╭─ Data for this exercise

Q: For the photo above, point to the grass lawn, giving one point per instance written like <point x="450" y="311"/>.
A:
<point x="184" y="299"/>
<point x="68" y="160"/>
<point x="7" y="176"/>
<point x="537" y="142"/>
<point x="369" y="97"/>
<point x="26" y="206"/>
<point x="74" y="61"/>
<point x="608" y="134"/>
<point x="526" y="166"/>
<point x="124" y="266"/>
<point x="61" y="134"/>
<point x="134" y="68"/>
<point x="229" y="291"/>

╰─

[Exercise description]: Copy out the entire listing above word for word, keeping every line in its original order.

[Exercise solution]:
Q: For the photo above, point to the grass lawn, giving one point per instance written like <point x="450" y="311"/>.
A:
<point x="184" y="299"/>
<point x="68" y="160"/>
<point x="7" y="176"/>
<point x="537" y="142"/>
<point x="369" y="97"/>
<point x="26" y="206"/>
<point x="74" y="61"/>
<point x="608" y="134"/>
<point x="526" y="166"/>
<point x="124" y="266"/>
<point x="61" y="134"/>
<point x="134" y="68"/>
<point x="229" y="291"/>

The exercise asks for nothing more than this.